* INSTRUCTION
Please copy all of these lines again, replacing "Target" with "Object" and leaving everything else unchanged. Leave the pictures out of your copy.

⟨

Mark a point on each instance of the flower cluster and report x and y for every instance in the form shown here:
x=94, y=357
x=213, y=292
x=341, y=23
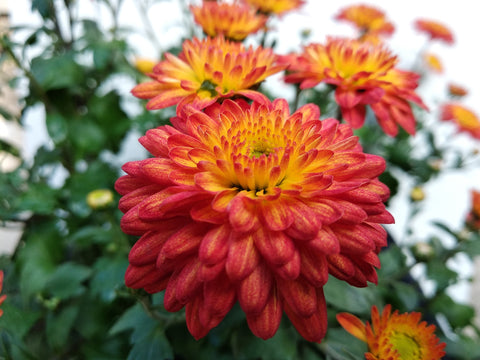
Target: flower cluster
x=363, y=74
x=395, y=336
x=245, y=201
x=206, y=71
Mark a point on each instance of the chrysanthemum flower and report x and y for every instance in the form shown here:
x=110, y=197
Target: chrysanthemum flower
x=457, y=90
x=253, y=204
x=277, y=7
x=395, y=336
x=2, y=297
x=144, y=65
x=364, y=74
x=207, y=70
x=435, y=30
x=473, y=217
x=466, y=119
x=235, y=21
x=367, y=19
x=433, y=62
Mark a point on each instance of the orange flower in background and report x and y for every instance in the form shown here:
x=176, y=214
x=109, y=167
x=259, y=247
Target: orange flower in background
x=277, y=7
x=466, y=120
x=363, y=74
x=235, y=21
x=473, y=217
x=367, y=19
x=433, y=62
x=207, y=70
x=395, y=336
x=457, y=90
x=253, y=204
x=435, y=30
x=2, y=297
x=144, y=65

⟩

* ANSWER
Mark a point on each instance of the flower cluster and report x and y for every instance in the form shown here:
x=94, y=357
x=213, y=292
x=341, y=23
Object: flower cluster
x=363, y=74
x=395, y=336
x=245, y=201
x=206, y=71
Mark a point on each instance of the chrysanthemum flower and report x and y for every instance in the form shown here:
x=110, y=197
Object: chrysanthemum flower
x=457, y=90
x=253, y=204
x=277, y=7
x=395, y=336
x=2, y=297
x=144, y=65
x=364, y=74
x=207, y=70
x=435, y=30
x=473, y=217
x=466, y=119
x=235, y=21
x=367, y=19
x=433, y=62
Mark a point on each instance of the orange flower in background and report x and y for every instance in the form shown here:
x=176, y=214
x=109, y=167
x=259, y=247
Object: orange flower in background
x=277, y=7
x=466, y=120
x=363, y=74
x=235, y=21
x=473, y=217
x=367, y=19
x=433, y=62
x=207, y=70
x=395, y=336
x=457, y=90
x=253, y=204
x=435, y=30
x=2, y=297
x=144, y=65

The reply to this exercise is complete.